• **Schriftliche Aufgabe**
Schreib den Text über Amrum und das Segelschiff JOHANNA weiter und knüpf dabei an seinen letzten Satz an.

• **Ausgangstext**
○ ○ ○ ○ ○ ○ ○
Viele Amrumer Geschichten fangen unter,m Kniep , oder aber manchmal auch in der mittlerweile weltbekannten Segler Kneipe BLAUE MAUS ( heute Jani Maus, früher Tante Käte) an, so wie auch diese: Unterm Kniep zogen und ziehen seit langer Zeit draußen auf See weisse Segel mit Wind und Tidenstrom am Horizont längs und weckten bei uns amrumer Jungs unvorstellbare große Neugier, Phantasie und Sehnsucht nach diesen fremden Seglern und der großen weiten Welt.
Eigentlich hatte ich meiner Frau Leonore JOHANNA versprochen, entweder ihr Elternhäuschen am Wittdüner Nordstrand auszubauen, oder ein ordentliches neues Segelschiff zu kaufen. November 1996, als wir mitten am Bauplanen waren, und ich überdies gerade den Koffer für meinen jährlichen Chicagokongress gepackt hatte, rief Martin Koekebakker aus Heeg – Westfriesland an: ” Willem dein Traumschiff ist zu verkaufen. Sie liegt draußen bei mir am Steg”. Wir (Gerrit, Sönke, Kaike, Leo und Willem) hatten im Jahr zuvor das Schwesterschiff, die VROUWE WILLEMKE bei Heech by de Mar gemietet bzw. 3 Wochen auf der Nordsee erprobt. Martin: ”Wenn Du sie nicht haben willst, kaufe ich sie.“ Was tun?
Dazu muß ich zunächst etwas weiter auffieren , d. h. ausholen bis etwas weiter in die Vergangenheit ...
Der Kniepsand heute unter Wriakhörn 2 km weit, ähnlich wie auf ihrer westfriesischen Schwester Schiermonikoog
Der Kniep spielte in unserer Jugend eine grosse Rolle. In den heute zugesandeten Kniep-Teichen z. B. unter Batjestieg nahe am Quermarken Feuer lernten wir ohne Anleitung schwimmen. Fremde nannten es Hundepaddeln. Wintersüber Strandholz klauen und in den Dünen verstecken.
Viele jahre später: JOHANNA auf dem Kniep trockengefallen.
○ ○ ○ ○ ○ ○ ○
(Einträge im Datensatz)
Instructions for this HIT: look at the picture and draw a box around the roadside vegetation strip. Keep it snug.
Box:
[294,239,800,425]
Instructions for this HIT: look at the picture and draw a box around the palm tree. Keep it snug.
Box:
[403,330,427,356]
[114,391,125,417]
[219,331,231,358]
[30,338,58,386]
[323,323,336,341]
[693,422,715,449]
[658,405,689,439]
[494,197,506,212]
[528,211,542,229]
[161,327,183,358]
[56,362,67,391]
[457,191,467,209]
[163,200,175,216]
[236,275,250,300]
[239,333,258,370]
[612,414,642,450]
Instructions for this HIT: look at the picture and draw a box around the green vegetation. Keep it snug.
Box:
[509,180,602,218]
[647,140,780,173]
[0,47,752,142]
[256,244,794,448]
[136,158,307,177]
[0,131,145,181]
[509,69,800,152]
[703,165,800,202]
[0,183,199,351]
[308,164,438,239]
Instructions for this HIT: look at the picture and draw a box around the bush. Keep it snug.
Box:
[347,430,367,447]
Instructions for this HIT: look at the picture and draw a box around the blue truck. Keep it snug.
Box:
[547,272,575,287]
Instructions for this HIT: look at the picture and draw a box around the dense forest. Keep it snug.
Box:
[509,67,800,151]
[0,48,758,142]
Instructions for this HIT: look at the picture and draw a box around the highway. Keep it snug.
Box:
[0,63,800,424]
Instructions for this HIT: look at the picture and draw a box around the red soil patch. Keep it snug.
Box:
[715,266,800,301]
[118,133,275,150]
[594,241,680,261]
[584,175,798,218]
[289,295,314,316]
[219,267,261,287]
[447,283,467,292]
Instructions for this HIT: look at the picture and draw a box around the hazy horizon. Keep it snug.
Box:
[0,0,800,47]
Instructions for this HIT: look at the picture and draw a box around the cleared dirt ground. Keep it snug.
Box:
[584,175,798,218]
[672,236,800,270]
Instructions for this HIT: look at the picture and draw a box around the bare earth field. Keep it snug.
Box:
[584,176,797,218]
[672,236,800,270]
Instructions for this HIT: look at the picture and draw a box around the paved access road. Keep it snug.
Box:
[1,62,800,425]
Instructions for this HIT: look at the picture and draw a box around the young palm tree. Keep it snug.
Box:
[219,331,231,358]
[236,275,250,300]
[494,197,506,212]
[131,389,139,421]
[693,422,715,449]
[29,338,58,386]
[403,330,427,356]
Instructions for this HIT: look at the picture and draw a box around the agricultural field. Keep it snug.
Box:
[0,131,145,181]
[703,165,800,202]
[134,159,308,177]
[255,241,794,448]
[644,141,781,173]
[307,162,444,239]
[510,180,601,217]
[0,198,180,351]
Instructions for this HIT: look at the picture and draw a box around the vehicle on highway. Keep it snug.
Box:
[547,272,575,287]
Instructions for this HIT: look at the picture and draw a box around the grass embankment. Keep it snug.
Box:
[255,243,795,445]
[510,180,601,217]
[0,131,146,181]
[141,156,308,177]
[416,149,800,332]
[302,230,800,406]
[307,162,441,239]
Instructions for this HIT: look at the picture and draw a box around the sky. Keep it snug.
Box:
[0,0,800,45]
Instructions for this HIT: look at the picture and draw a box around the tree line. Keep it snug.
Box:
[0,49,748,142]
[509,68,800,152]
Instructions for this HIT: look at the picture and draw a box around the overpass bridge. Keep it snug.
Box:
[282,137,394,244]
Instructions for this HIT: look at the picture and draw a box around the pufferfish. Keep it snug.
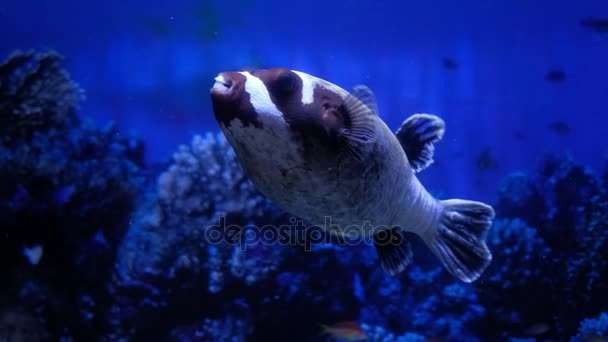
○ ○ ○ ○ ○ ○ ○
• **Antwort zur Aufgabe**
Der Kniepsand ist der Dünenkante vorgelagert. Früher war es mal ein echter vom Land abgetrennter Sand. Die Wasserlöcher auf dem Kniep sind versandet. Fester Grund, gut geeignet für unterwasser Inspektion. Zu Zeiten meines Großvaters Jan Simon Jannen gab es noch einen Kniephafen. Heute ist er mit der Dünenkante verwachsen und wird nur noch bei Spingfluten und starken Westwindstürmen überspült. Diese Weite in Kombination mit dem ständigen Brandungsgeräusch ist am eindruck vollsten im Herbst und Winter zu hören und war wie Musik in unseren Kinder- Ohren.
Wegen der starken Brandung waren mehrere Versuche, längerfristig Landungsbrücken am norddorfer Kniep zu installieren, vergeblich, d.h. sie hielten nur für eine Saison dem Blanken Hans stand. Die Ostseite der Insel ist dagegen wesentlich geschützter und damit der natürliche bzw geeignete Zugang zum Eiland.
Auch für meine Vorfahren hatte der Kniep auch schon eine grosse Bedeutung . Die alten Amrumer fuhren meistens zur See oder waren bettelarm, hatten eine Kuh und Hühner. Das karge Land hingegen konnte nur wenige Menschen ernähren. Vogelkoje und Fischfang waren die übrigen Ressourcen. Strandräuberei wurde bestraft. Bergelohn gestrandeter Frachtschiffe war außerordentlich einträglich.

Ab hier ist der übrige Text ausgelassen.